[Data supplied Boundary: Start]
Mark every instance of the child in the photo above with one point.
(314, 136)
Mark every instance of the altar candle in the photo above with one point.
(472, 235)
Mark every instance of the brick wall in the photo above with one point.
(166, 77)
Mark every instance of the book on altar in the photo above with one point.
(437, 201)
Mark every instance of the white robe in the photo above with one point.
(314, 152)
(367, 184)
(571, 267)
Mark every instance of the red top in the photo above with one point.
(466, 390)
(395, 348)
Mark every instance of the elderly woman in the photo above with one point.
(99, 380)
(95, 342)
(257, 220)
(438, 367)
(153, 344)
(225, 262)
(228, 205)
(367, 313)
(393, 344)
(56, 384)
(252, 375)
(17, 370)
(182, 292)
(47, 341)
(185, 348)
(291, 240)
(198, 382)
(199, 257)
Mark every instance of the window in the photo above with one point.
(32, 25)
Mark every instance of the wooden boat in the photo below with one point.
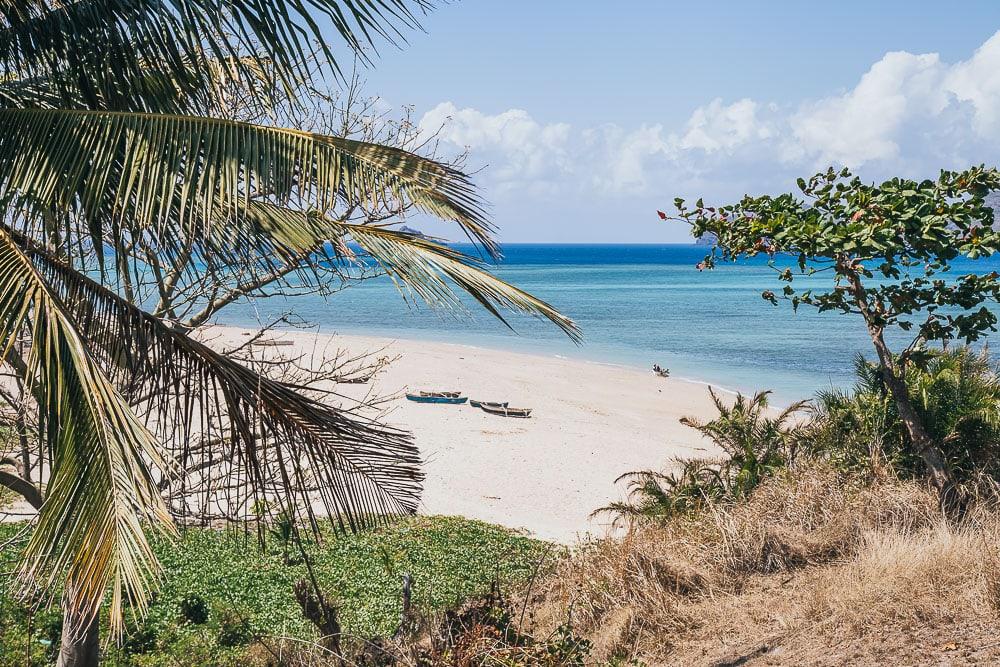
(492, 404)
(504, 411)
(449, 397)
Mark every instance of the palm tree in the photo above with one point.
(108, 135)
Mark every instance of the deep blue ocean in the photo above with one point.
(637, 305)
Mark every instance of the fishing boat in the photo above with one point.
(504, 411)
(449, 397)
(492, 404)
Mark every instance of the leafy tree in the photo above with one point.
(888, 250)
(116, 157)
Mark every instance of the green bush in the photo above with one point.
(956, 392)
(247, 593)
(754, 444)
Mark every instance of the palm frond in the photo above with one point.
(415, 263)
(101, 49)
(284, 443)
(100, 495)
(173, 176)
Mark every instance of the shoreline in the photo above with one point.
(591, 422)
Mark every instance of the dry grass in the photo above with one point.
(810, 570)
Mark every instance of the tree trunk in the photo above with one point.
(923, 443)
(80, 644)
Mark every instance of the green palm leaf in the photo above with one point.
(174, 176)
(417, 264)
(100, 494)
(274, 435)
(102, 50)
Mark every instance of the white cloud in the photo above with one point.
(719, 127)
(908, 114)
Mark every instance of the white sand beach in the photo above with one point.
(591, 422)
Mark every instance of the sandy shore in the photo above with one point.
(591, 423)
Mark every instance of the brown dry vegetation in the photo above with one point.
(812, 569)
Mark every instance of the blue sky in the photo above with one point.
(586, 117)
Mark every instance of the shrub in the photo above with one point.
(194, 608)
(754, 444)
(957, 393)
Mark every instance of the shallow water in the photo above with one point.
(637, 305)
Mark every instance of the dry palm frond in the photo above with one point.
(100, 495)
(285, 443)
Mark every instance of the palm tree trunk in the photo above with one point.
(80, 644)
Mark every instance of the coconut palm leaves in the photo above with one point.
(417, 264)
(100, 495)
(103, 50)
(175, 176)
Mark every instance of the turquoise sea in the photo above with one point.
(637, 305)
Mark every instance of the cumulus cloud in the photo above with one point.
(908, 114)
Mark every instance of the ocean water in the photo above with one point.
(637, 305)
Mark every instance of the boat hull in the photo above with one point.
(447, 400)
(503, 411)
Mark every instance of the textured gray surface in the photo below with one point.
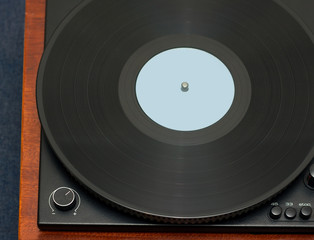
[Data supplied Boundary: End]
Instructions for the task
Leaving out all pictures, print exactly the lines above from the one containing "Mark every instance of the coconut" through the last line of the entries.

Solution
Mark every instance of the coconut palm leaves in the photo above with one point.
(417, 264)
(100, 495)
(103, 50)
(175, 176)
Mark every instance of the turquoise sea in the photo above with one point.
(637, 305)
Mark every instance of the cumulus cloud in the photo above with one point.
(908, 114)
Mark every instance of the ocean water in the photo above with one point.
(637, 305)
Mark every instance of the boat hull in the photo above with one point.
(447, 400)
(503, 411)
Mark every instance of the textured gray surface in the photo below with one point.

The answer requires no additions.